### INSTRUCTION
Nothing but the lines from the line with "player in white" through the end of the data is to be copied, and each is to be copied exactly.

### Pointing dataset records
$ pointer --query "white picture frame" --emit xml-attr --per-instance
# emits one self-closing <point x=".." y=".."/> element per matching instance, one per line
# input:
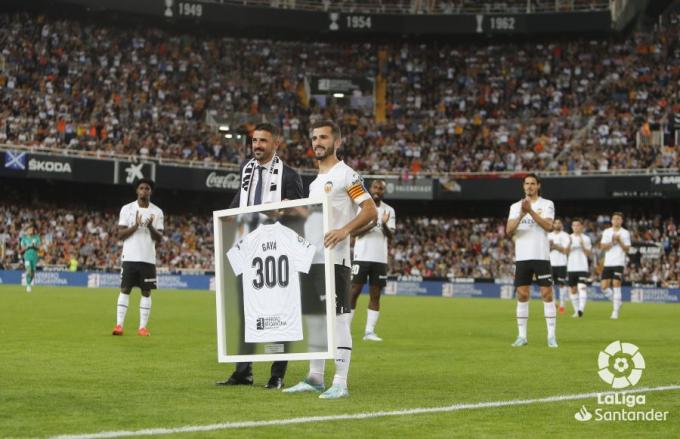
<point x="224" y="287"/>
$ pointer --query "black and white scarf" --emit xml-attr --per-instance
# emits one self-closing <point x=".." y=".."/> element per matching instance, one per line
<point x="271" y="181"/>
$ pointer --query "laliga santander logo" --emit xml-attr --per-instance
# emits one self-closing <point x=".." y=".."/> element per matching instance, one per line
<point x="620" y="365"/>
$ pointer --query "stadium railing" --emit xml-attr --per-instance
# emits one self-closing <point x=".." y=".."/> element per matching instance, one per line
<point x="105" y="155"/>
<point x="434" y="8"/>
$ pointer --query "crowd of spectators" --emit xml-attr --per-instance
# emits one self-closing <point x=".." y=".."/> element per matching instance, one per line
<point x="442" y="247"/>
<point x="474" y="107"/>
<point x="479" y="248"/>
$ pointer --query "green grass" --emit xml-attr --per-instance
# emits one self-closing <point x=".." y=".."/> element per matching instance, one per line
<point x="61" y="372"/>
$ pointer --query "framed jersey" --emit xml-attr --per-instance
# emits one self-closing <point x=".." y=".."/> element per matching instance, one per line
<point x="275" y="282"/>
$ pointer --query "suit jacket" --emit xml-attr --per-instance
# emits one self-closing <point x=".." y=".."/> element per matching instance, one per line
<point x="291" y="183"/>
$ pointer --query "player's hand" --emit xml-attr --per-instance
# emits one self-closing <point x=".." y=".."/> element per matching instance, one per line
<point x="526" y="205"/>
<point x="334" y="237"/>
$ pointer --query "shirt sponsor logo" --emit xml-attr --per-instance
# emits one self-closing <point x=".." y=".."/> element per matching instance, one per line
<point x="273" y="322"/>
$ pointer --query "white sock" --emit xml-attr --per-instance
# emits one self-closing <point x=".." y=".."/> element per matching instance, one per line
<point x="582" y="296"/>
<point x="522" y="317"/>
<point x="617" y="299"/>
<point x="121" y="308"/>
<point x="343" y="340"/>
<point x="550" y="320"/>
<point x="316" y="371"/>
<point x="371" y="320"/>
<point x="144" y="311"/>
<point x="316" y="330"/>
<point x="574" y="301"/>
<point x="563" y="295"/>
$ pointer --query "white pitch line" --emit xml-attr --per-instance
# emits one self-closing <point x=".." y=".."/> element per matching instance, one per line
<point x="366" y="415"/>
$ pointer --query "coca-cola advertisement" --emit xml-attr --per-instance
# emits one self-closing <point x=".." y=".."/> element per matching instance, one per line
<point x="221" y="180"/>
<point x="197" y="179"/>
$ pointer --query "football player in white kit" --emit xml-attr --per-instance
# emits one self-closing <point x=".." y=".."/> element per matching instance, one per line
<point x="370" y="258"/>
<point x="346" y="194"/>
<point x="559" y="249"/>
<point x="529" y="222"/>
<point x="615" y="242"/>
<point x="140" y="226"/>
<point x="578" y="272"/>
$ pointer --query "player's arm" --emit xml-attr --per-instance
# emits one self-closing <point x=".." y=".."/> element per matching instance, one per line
<point x="567" y="248"/>
<point x="513" y="220"/>
<point x="155" y="234"/>
<point x="361" y="231"/>
<point x="368" y="214"/>
<point x="625" y="244"/>
<point x="124" y="232"/>
<point x="587" y="249"/>
<point x="545" y="223"/>
<point x="388" y="225"/>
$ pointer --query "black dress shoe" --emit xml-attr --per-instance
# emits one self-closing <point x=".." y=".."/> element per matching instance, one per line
<point x="236" y="380"/>
<point x="275" y="383"/>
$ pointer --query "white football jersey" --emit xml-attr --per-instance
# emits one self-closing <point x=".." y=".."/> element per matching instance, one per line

### COMPLETED EXERCISE
$ pointer --query "football player in white kit" --emit xml-attr --per-instance
# emits one self-closing <point x=".." y=".."/> element per matching instance, one per line
<point x="370" y="258"/>
<point x="346" y="194"/>
<point x="559" y="249"/>
<point x="529" y="222"/>
<point x="615" y="242"/>
<point x="140" y="226"/>
<point x="578" y="272"/>
$ pointer --query "player's arm" --emit xml-attr --per-instance
# emits one self-closing <point x=".." y=".."/> element per matching instance, one per line
<point x="567" y="248"/>
<point x="513" y="220"/>
<point x="155" y="234"/>
<point x="361" y="231"/>
<point x="368" y="214"/>
<point x="625" y="244"/>
<point x="124" y="232"/>
<point x="587" y="249"/>
<point x="545" y="223"/>
<point x="388" y="225"/>
$ pointer --query "black dress shoe" --emit xml-attr --per-instance
# emits one self-closing <point x=".." y=".."/> element per matching instance, one per line
<point x="236" y="380"/>
<point x="275" y="383"/>
$ pointer --query "white football jersey" --emit xml-attr --per-instance
# emits one self-closing <point x=".." y=".."/> element per matching instance, one per line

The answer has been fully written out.